There is very little chance of reducing the number of shots to reach the green – it’s up around the green that big shot reductions can be made.

Sim


----------



## KalEl (18 Aug 2007)

Absolutely...a two foot putt is worth the same as a 300 yard drive. Spawell driving range always amazes me...go up there and you'll see loads of people whaling away with their driver and irons in the bays. Go down to the practice bunker or out to the green beside the pitch and putt course and there's never anyone, yet this is where you make a score. One further thing...try and use the grass bays in a driving range. They're far more realistic and much better for your joints in the long term as the concrete below most mats is very bad for your body.


----------



## InfoSeeker (20 Aug 2007)

Pretend ur playing off 14 for a few weeks and try and shoot 36pts off this.
Often golf is more a mental issue than anything else, ie you are 6 above level 2s' with 4 holes to go and ur sweating.......another day you playing hopeless with 4 holes to go and ur relaxed and play the last 4 holes well.

It sounds easy but it is so so difficult to do.

The short game is where you will reduce your handicap.

I played Pitch & Putt from 10yrs of age and played everyday, took up golf at 14 and in just over a year I was off 5 handicap even though I could not drive.......n years on I am still off 5 handicap and now I cannot pitch & putt as I gave it up when I was 16


----------



## BobbyFowler (21 Aug 2007)

I was kidding on the Excel Spreadsheet thing.  A 2nd card sounds good. Went out on Sat & got my 38 pts.  Didn't mark up all the stats though.  One thing I did notice was that when I pitched low onto the green I was always going too far past for an easy putt.  I'll take out that 2nd card next time.


----------



## KalEl (21 Aug 2007)

**Material:**
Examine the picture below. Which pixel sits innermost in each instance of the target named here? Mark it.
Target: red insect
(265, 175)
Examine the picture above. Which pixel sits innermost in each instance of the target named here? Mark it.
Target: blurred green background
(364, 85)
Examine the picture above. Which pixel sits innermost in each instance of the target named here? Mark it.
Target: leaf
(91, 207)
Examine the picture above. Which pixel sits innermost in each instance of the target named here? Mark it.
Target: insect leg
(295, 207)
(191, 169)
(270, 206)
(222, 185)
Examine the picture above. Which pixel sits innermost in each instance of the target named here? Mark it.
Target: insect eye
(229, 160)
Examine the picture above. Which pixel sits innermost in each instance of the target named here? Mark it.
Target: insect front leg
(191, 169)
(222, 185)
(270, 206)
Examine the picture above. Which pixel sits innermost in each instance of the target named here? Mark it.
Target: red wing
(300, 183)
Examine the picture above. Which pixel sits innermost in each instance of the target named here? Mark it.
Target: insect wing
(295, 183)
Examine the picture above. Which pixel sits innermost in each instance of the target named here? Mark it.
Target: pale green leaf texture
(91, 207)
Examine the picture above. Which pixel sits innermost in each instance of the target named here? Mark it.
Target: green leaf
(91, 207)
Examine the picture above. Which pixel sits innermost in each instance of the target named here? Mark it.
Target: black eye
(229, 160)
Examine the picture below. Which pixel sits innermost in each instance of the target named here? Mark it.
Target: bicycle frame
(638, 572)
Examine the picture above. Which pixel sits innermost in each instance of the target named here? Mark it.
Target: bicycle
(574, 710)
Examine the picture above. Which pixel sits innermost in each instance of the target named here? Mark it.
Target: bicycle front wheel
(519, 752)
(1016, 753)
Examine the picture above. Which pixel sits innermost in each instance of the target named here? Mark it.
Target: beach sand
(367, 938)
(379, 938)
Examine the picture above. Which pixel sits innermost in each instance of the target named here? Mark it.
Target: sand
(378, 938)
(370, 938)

**To be done:**
1. Repeat the part of the golf handicap thread between "The short game" and "card next time.", inclusive.
2. Continue the golf handicap thread from the point where it stops.

**Answers to the exercise:**
1.
The short game is where you will reduce your handicap.

I played Pitch & Putt from 10yrs of age and played everyday, took up golf at 14 and in just over a year I was off 5 handicap even though I could not drive.......n years on I am still off 5 handicap and now I cannot pitch & putt as I gave it up when I was 16


----------



## BobbyFowler (21 Aug 2007)

I was kidding on the Excel Spreadsheet thing.  A 2nd card sounds good. Went out on Sat & got my 38 pts.  Didn't mark up all the stats though.  One thing I did notice was that when I pitched low onto the green I was always going too far past for an easy putt.  I'll take out that 2nd card next time.

2.
BobbyFowler said:


> I was kidding on the Excel Spreadsheet thing. A 2nd card sounds good. Went out on Sat & got my 38 pts. Didn't mark up all the stats though. One thing I did notice was that when I pitched low onto the green I was always going too far past for an easy putt. I'll take out that 2nd card next time.


 
You should probably look at getting a lob wedge then...plus it's evidence that your short game is somewhere you can save a few more strokes. Had you got up and down those times you might have got 40 points or more.


----------



## rugbyjackol (21 Aug 2007)

The Pro in Limerick County Golf Club is excellent. Supplying  clubs custom fitted and with all the hi-Tech equipment to advise and gives great lessons. Reasonable rates too and the service is  second to  none.


----------



## droileen (21 Aug 2007)

I got a set of GENEX clubs a year or two ago & they have made a huge difference (better) to my game.  The woods are like "rescue clubs" and are very easy to use both off the Tee box & the fairway.

The irons are "filled-in" at the cavity and are easy to use & make sweet contact with the ball.

They are only supplied from 5 iron to pitching wedge (no sand iron).

In other words you would use a 3/4 or 5 wood instead of a 3 or 4 iron.
The 6 & 7 woods are excellent for hitting shots out of the rough into the green.


----------



## steph1 (21 Aug 2007)

RonanC said:


> where do you feel your game is letting you down? green? around the green? off the tee ??
> 
> I always seem to drop stupid shots around the green and I know with a little practice in this area i'd knock maybe 4 or 5 shots off my score. Some say that pitch and put is great for the short game.



Definitely agree with pitch and putt being good for the short game.
Before I took up 'the long game' I played pitch and putt for years and it has definitely stood to me especially around the greens.  Practice your chipping from different ranges into the green and try not to 3 putt lol


----------



## getoffthepot (21 Aug 2007)

This is the way I play and it will help to get your h'cap down. You may know all of this but I'll share it with you anyway !

1. You need to hit the ball straight off the tee. Use 3 wood on tight holes if driver is not consistent.
2. Eliminate 3 putts. Pace/speed is very important on greens. if you havent got time to practice putting before starting your round take putts for speed on the first few holes as you leave the green. You don't have to aim at the hole to do this.
3. Also take your punishment when you get in trouble. Get it out on the fairway and then put it on the green. (accept bogey and eliminate double bogey)
4. Be a good iron player - you should always be able to hit the green with 8 iron or less i.e. 8 - sw.
5. In general aim for the middle off the green especially with irons less than 9.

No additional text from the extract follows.